Set problem: Rewrite the listing from the line with "small green leaf" through the end, substituting "image coordinates" for "pixel coordinates" and leaving everything else unchanged.

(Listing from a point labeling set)
--

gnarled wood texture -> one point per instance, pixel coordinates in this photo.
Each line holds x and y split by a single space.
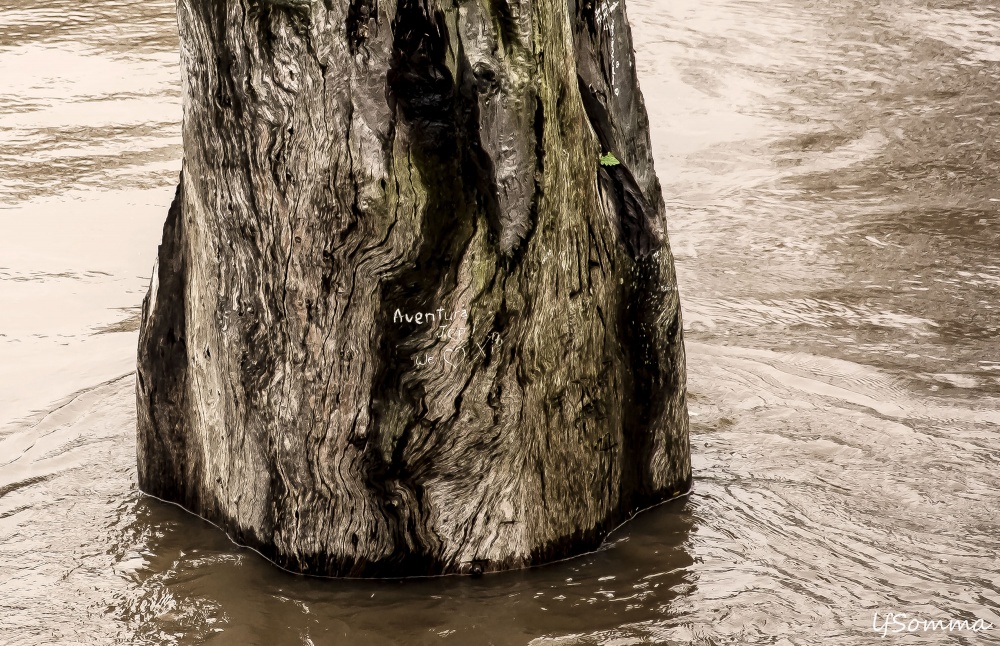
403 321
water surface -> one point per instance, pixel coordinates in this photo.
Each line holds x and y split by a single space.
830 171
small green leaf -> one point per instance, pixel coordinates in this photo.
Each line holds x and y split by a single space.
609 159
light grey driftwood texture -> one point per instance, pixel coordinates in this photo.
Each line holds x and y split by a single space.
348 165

--

Result:
small green leaf -> one point per instance, image coordinates in this photo.
Each line holds x and y split by a single space.
609 159
light grey driftwood texture -> one point per instance, image coordinates in this photo.
Each line holds x and y split by a single space.
348 165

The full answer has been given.